(Beginning of Document passage)
While we blame parents, schools, police, vile bureaucrats or evil poor the very talk takes place in an economic system that is barking mad and colours everything we say.  We can suggest role models, child care, more police – whatever and none of this gets to grips with the tragedy or the bullshit means politicians and media have been using to hide it.  We have been so feeble we haven’t been able to stop people running about in hoodies and masked faces.  We will hear over and over that the financial position is this and there is nothing we can do about it.  Cameron re-writes the Riot Act – clearly only a ‘solution’ in terms of hiding the problem and making people victimised like me think the real offense these rioters committed was to bring their estate routines to view.

We could clearly invest in a modern National Service by asking our rich to fund it for 5 years.  They have enough money.  But we don’t like direct language like this.  We speak ‘Orwell’ which contains indefinable terms like ‘responsibility’, probably thought to be something the right kind of individual has as a virtue.  Political language is always escapable, much as Popper said of pseudo-sciences like Marxism and Freudian terminology.  Our “responsible” rich have put it about that they will leave with all “their” money if we ask them for anything.  In ‘Orwell’ this position is already defended by wider language – that we all work hard for our wealth, ‘self-made men’ and the rest.  Through this kind of guff one emerges to the economic model of ‘trickle down’, itself guarded by the lexicon of entrepreneurial innovation – indeed one oceanic language-game after another which one cannot prove.  One can make arguments against it all – but this flies in the face of something we’ve known about argument since the Greeks – one can argue well for all kinds of positions equally well.

We need a new National Language.  I once thought science was it, but teaching made me realise very few can understand what counts as evidence., let alone the maths and logic and all this relates to creative speculation.  What we get in ‘Orwell’ is blather by people being paid to blather, as though hearing this somehow allows balance.  I don’t believe any of this is any more than a cover to prevent the real accounts being seen.  None of us could ‘read’ the RBS balance sheet before it collapsed, but then most of wouldn’t know governments do false accounting on a regular basis either.  The ‘noble cause’ was once not to let gold leave the country.  False accounting is a long story – the mistake we always make is believing integrity ever works at all other than to stop us seeing the real books.

Our people should be revolting rather than the strange crew looting.  The message seems to get through to the least educated.  Education has taught us not to look for what is wrong.  I suspect technology and engineering are the main reasons for our current productive abilities, not economics.  And that thieving banksters have the real responsibility for the riots.  We will pretend otherwise with harsh sentences and the imposition of yet more secret policing.  We are as thick as mud.

London Riots Bring Out The Old Fascist Mentality

There should have been a curfew in London and across England last night.  There is no excuse for the kind of violence we have seen.

I would like to believe the violence is a political reaction to quite hapless, greedy-rich “government” – but it isn’t in any direct manner.  This is nopolitics Britain.

The facts are pretty clear – most of the trouble is being done by those labeled ‘mindless, criminal and violent’.  It’s doubtful this is all these people are, though the behaviour is that of scum.  Cops clearly could not cope with the outbreak of this mindless, criminal, violent group – which rather suggests they are not normally this, leaving open the question of what the tilting point was.  Many of us have suffered because the police don’t take the goings on of these bastards seriously enough and write matters down as antisocial behavior.
(End of Document passage)
(Beginning of Entries provided)
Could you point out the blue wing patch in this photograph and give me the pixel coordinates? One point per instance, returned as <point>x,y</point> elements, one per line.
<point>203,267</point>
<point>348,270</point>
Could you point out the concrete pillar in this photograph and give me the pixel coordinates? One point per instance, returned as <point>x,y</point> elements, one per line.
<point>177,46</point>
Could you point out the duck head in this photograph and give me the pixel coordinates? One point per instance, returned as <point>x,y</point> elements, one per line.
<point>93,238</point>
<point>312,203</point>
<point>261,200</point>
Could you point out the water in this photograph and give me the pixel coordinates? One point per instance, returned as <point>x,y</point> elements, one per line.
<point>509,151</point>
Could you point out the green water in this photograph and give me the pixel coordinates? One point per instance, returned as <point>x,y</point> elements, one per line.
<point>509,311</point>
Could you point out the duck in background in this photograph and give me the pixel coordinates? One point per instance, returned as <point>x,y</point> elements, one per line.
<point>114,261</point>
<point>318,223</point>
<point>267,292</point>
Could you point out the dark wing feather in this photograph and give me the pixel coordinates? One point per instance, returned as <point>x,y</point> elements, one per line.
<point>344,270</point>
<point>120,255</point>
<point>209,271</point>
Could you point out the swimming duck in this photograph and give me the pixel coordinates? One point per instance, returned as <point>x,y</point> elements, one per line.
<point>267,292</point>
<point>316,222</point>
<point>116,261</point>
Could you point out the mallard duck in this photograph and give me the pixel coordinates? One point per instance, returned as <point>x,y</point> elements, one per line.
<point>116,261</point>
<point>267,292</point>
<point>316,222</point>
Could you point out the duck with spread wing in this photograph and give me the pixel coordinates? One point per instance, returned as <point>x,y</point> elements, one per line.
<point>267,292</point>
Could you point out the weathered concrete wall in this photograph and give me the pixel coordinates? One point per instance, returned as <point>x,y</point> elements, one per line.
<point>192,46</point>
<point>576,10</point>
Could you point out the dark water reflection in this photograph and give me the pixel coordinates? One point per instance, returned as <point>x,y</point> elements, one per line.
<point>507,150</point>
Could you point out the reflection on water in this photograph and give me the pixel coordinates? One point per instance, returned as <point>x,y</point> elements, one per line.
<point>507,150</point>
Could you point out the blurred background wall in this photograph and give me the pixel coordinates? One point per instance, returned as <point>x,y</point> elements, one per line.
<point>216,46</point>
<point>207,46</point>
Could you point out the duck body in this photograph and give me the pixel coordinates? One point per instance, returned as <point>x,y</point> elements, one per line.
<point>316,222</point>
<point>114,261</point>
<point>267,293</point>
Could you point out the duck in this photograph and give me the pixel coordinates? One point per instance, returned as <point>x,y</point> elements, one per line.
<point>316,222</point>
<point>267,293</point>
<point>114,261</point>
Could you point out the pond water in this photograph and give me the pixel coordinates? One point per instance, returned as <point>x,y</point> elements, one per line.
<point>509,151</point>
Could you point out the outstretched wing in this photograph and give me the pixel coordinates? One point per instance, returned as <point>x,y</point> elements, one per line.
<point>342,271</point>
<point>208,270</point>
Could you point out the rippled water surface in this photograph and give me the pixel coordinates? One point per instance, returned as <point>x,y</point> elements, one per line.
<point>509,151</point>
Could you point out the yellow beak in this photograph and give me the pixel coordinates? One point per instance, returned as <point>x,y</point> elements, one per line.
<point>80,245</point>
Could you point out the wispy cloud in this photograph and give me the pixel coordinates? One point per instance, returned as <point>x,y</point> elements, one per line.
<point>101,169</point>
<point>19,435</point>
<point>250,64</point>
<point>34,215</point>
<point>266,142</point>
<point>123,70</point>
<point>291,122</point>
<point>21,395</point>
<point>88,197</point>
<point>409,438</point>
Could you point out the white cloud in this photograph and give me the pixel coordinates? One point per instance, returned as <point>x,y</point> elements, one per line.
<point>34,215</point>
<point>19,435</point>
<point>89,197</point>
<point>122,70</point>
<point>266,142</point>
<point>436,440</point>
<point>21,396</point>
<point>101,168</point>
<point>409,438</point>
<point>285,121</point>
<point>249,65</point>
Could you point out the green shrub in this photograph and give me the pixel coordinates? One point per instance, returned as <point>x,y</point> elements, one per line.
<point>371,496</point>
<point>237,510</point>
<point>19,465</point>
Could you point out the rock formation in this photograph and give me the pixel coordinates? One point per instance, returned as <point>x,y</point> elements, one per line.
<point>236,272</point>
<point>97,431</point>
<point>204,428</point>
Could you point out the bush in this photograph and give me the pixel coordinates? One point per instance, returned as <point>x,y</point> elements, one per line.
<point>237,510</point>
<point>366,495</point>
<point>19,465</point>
(End of Entries provided)
**Tasks for this exercise:**
- A) According to the riots commentary, what should there have been in London and across England last night?
- B) In the riots commentary, why did the writer stop thinking that science could be the new National Language?

**Outputs in order:**
- A) A curfew.

- B) Teaching showed the writer that very few people can understand what counts as evidence, let alone the maths and logic involved and how all of this relates to creative speculation.